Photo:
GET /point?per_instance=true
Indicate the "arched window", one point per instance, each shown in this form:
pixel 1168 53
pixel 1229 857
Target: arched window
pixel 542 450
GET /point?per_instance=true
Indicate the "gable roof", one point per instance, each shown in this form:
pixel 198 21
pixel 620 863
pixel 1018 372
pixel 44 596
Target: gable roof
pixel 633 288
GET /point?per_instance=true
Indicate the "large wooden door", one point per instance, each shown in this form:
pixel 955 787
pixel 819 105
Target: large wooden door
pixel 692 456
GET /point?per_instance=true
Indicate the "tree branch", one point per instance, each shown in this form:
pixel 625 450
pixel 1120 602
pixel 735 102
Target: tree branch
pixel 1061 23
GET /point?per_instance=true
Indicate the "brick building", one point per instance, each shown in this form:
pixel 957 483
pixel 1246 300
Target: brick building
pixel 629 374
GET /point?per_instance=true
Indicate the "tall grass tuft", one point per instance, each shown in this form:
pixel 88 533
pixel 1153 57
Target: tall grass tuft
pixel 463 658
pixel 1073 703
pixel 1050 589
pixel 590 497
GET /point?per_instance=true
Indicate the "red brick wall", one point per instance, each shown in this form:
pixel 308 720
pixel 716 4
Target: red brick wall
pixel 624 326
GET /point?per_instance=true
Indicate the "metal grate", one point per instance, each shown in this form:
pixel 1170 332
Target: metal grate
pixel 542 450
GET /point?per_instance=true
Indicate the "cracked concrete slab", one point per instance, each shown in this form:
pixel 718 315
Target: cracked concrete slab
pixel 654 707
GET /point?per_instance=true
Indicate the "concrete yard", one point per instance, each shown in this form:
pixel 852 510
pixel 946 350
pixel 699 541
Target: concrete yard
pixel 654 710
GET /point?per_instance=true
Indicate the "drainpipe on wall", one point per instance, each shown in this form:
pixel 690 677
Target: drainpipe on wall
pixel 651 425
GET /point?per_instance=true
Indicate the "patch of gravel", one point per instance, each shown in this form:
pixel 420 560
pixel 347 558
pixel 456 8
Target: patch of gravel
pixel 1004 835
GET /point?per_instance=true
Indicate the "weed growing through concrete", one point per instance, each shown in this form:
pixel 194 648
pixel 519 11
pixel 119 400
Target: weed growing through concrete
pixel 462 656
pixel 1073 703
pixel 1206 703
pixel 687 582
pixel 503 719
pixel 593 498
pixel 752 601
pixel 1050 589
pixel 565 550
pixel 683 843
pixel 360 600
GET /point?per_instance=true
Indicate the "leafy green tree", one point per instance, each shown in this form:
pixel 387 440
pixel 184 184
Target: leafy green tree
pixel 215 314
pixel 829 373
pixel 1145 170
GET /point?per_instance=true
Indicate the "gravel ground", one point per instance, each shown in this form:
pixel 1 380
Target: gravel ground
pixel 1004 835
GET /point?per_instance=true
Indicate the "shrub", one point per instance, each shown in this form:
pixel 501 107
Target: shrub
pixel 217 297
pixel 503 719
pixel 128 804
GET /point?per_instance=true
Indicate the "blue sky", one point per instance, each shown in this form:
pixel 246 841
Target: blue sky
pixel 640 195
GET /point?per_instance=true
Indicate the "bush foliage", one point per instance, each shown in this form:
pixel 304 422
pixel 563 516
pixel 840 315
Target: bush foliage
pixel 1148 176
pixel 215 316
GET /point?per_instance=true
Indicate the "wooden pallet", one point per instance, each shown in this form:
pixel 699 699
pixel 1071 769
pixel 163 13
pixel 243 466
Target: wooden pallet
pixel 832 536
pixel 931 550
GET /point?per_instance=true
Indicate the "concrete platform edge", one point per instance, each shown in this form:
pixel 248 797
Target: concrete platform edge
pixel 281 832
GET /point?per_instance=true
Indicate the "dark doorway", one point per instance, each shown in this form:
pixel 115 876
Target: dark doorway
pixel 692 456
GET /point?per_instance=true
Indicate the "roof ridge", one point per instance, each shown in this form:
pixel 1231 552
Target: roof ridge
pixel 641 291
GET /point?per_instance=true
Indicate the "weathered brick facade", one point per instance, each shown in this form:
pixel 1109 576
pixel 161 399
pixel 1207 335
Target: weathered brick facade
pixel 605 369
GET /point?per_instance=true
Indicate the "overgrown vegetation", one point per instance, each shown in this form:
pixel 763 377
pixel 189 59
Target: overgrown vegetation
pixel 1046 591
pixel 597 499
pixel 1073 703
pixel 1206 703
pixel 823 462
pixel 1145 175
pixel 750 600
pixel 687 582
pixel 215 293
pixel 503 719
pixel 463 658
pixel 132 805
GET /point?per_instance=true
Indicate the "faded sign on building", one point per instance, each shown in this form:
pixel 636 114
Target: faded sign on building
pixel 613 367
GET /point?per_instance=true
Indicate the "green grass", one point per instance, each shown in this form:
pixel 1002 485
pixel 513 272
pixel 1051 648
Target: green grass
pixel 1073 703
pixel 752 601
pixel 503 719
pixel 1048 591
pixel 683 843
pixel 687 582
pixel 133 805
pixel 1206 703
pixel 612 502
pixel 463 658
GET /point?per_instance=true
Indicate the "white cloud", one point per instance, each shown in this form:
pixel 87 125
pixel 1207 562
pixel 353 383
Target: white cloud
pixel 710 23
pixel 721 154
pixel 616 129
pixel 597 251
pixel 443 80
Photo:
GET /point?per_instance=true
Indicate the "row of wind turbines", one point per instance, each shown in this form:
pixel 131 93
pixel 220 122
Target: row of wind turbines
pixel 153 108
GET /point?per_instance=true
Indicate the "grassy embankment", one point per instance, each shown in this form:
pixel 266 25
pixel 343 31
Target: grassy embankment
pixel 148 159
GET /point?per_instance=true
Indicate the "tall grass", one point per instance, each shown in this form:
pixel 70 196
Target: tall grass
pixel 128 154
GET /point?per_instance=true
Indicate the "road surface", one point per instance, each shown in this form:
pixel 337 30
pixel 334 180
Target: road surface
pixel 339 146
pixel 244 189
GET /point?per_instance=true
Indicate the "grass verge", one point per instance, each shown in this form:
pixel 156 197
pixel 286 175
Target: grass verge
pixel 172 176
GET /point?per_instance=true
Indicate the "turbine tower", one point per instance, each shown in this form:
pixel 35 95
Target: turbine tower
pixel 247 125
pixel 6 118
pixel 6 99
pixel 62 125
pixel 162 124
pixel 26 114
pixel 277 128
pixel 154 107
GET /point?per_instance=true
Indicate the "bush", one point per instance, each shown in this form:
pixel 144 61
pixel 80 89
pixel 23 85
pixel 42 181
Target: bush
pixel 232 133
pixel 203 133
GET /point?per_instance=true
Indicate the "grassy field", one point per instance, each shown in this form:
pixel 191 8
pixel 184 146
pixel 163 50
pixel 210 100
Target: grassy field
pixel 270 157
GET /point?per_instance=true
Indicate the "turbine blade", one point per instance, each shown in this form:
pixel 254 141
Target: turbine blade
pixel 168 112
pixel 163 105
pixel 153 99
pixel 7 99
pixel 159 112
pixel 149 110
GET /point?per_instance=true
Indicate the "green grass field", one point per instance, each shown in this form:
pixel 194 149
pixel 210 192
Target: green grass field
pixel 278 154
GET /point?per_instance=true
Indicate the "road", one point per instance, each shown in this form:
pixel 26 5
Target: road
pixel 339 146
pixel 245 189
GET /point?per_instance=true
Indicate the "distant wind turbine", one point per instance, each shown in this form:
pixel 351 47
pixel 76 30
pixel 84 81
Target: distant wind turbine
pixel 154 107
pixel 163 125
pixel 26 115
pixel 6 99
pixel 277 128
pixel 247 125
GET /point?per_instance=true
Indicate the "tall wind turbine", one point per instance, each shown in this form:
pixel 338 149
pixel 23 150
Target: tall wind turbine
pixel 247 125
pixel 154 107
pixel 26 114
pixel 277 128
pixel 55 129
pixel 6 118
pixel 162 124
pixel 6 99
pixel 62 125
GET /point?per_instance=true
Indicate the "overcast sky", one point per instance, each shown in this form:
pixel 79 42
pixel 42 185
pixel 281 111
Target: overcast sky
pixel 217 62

◆ ◆ ◆

Please retype the top of the data exactly, down to and including the line that holds "pixel 198 21", and nothing further.

Photo:
GET /point?per_instance=true
Indicate the "arched window", one point per instance, each shown in this form:
pixel 1168 53
pixel 1229 857
Target: arched window
pixel 542 450
GET /point?per_instance=true
Indicate the "gable roof", one point per instance, each shown in this form:
pixel 198 21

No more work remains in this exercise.